> WORK ORDER
Please return the lines of the data below, word for word, from the first line through the line containing "Each coordinate pair".

Data excerpts:
*****

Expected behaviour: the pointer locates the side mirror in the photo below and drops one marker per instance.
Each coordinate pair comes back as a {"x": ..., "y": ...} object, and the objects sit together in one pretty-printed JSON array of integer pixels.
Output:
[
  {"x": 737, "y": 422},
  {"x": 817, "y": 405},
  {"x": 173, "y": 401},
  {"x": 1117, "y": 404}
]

*****

> SOLUTION
Expected behaviour: the pointer locates the side mirror in the photo below and drops one marker per instance.
Each coordinate pair comes back as a {"x": ..., "y": ...} object, and the objects sit together in one pretty-printed JSON array of integer pixels.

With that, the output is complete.